Задания:
- a) Согласуются ли с отрывком о Сазонове утверждения (i), (ii) и (iii)? Для каждого ответьте «да» или «нет» и приведите точную цитату из отрывка, которая это решает: (i) Сазонова уволили из Московского университета с третьего курса; (ii) отец и брат Сазонова ведут в Уфе лесную торговлю; (iii) Сазонову назначили гласный надзор полиции на 10 лет.
- b) Перескажите отрывок о Сазонове в двух предложениях.
- c) Напишите продолжение отрывка о Сазонове, начиная сразу после его последнего предложения.

Фрагмент текста:

┄┄┄┄┄┄┄┄┄┄

Егор Сергеевич Сазонов, как значится в материалах департамента полиции, сын крестьянина, родился 26 мая 1879 года в селе Петровском Уржумского уезда Вятской губернии, раскольник, воспитывался в Уфимской гимназии, по окончании коей поступил в Московский университет, откуда был уволен со второго курса в апреле 1901 года за участие в сту­денческих беспорядках.

Отец Сергей Лазарев, мать Акулина Логинова и брат Зот проживают в г. Уфе, где отец и брат занимаются лесной торговлей. На основании высочайшего повеления, последовавшего во 2 день июля 1903 года, за государственное преступление подлежит высылке в Восточную Сибирь под гласный надзор полиции на 5 лет.

Следуя в Якутскую область, назначенную ему местом водворения для отбытия надзора полиции, Сазонов 28 августа 1903 года из села Усть-Балайского Иркутского уезда и губернии, скрылся неизвестно куда.

Приметы: рост 2 аршина, 8,25 вершка, телосложения посредственного, производит впечатление скромного молодого человека, волосы темно-русые с рыжеватым оттенком, немного курчавые, зачесывает их кверху, глаза карие, голова продолговатая среднего размера, лоб прямой, высокий, нос римский, подбородок острый, лицо продолговатое, румяное, в веснушках, рот маленький, губы тонкие, голос теноровый… Таким рисуют его полицейские документы.

┄┄┄┄┄┄┄┄┄┄

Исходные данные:
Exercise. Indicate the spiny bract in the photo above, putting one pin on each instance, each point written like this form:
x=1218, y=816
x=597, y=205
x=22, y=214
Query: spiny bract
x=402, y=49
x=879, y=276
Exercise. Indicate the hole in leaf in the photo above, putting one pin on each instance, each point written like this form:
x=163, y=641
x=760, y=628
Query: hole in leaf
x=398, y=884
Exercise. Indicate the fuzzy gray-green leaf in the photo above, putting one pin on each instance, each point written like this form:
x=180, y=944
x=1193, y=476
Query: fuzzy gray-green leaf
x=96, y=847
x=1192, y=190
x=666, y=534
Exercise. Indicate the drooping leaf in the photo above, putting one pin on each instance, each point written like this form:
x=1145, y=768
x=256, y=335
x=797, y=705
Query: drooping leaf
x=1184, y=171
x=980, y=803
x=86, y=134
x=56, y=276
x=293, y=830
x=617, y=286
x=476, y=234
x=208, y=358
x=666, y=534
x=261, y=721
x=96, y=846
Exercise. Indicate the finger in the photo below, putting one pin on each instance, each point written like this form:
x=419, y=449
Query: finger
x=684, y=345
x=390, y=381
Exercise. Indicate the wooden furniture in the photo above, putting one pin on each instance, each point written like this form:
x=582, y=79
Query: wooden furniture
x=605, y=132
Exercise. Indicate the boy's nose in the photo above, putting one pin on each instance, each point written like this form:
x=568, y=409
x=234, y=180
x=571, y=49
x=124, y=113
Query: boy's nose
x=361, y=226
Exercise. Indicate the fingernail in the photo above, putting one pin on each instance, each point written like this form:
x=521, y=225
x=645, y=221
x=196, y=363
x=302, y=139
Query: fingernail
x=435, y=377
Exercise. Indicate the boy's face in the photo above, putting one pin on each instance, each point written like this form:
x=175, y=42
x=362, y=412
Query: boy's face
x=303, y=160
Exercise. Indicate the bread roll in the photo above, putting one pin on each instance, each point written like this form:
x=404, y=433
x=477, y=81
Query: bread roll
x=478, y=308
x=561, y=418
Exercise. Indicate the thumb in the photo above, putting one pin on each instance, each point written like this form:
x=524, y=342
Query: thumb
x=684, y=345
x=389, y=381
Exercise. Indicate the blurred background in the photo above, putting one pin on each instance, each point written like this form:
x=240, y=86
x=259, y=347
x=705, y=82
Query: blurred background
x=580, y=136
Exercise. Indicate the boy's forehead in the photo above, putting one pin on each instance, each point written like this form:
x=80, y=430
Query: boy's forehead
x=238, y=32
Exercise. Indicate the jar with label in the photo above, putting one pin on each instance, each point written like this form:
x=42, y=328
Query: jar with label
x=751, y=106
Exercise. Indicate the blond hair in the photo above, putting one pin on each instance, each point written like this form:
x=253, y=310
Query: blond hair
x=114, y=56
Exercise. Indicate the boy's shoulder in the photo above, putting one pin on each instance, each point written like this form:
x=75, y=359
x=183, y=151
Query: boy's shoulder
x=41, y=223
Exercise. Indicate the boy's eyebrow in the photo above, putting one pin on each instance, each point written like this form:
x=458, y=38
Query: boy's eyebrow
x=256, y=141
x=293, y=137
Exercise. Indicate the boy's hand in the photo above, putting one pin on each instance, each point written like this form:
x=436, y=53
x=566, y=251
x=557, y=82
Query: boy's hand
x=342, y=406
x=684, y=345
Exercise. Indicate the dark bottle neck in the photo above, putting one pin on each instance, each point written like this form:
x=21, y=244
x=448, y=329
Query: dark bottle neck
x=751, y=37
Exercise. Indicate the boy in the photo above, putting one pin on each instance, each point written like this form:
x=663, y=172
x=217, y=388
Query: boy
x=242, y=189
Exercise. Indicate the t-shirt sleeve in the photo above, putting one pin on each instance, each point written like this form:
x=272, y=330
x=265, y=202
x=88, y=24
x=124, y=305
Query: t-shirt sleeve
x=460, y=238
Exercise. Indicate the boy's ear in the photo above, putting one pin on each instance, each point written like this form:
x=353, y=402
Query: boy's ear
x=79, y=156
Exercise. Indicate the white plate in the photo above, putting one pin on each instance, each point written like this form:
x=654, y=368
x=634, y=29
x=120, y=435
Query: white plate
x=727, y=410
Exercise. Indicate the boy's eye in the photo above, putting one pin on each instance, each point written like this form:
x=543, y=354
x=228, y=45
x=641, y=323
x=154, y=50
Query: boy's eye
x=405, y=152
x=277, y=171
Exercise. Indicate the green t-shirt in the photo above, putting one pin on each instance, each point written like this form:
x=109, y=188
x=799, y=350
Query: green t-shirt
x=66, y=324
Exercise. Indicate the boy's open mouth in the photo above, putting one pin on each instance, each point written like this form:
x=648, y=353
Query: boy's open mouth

┄┄┄┄┄┄┄┄┄┄

Ответы:
- a)
(i) Нет: «был уволен со второго курса в апреле 1901 года».
(ii) Да: «где отец и брат занимаются лесной торговлей».
(iii) Нет: «под гласный надзор полиции на 5 лет».

- b) По полицейским документам, Егор Сергеевич Сазонов, сын крестьянина из Вятской губернии, учился в Уфимской гимназии и Московском университете, откуда его уволили в 1901 году за участие в студенческих беспорядках, а в 1903 году за государственное преступление он подлежал высылке в Восточную Сибирь под гласный надзор полиции на 5 лет. По пути в Якутскую область он 28 августа 1903 года скрылся из села Усть-Балайского, а в документах описаны его приметы, среди них темно-русые волосы, карие глаза и римский нос.

- c)
Живя до десяти лет в селе Петровском, Егор был тихим, впечатлительным мальчиком, рано выучился грамоте. В гимназические годы много читал. Мечтал стать непременно земским врачом, врачом для бедных. С этой целью он и поступил в Московский университет.

Но в нем текла кровь его предков – раскольников-бунтарей, последователей неистового протопопа Аввакума. Об этих предках сохранились любопытные документы, опубликованные профессором А. Эммаусским.

В 1792 году крестьяне д. Толматской отказались повиноваться помещице Мавре Балахонцевой и решили «отыскать вольность», считая, что помещица владеет ими незаконно. Чтобы начать дело, они обратились за помощью к ясачному крестьянину села Петровского Уржумской округи старообрядцу Василию Ивановичу Созонову. Тот рекомендовал им в ка­честве ходатая крестьянина села Суны Михаила Шевцова, проживающего в Вятке и хорошо ориентировавшегося в судебных учреждениях, сам брался съездить в Вятку, чтобы договориться с Шевцовым. Помещица узнала об этом. Все названные ею крестьяне были арестованы. При аресте Созонова и его сына Галактиона все их имущество было конфисковано. За год до этого Созонов протестовал против расправы со старообрядцами Черезовым и Белоноговым, что тоже ему «зачлось».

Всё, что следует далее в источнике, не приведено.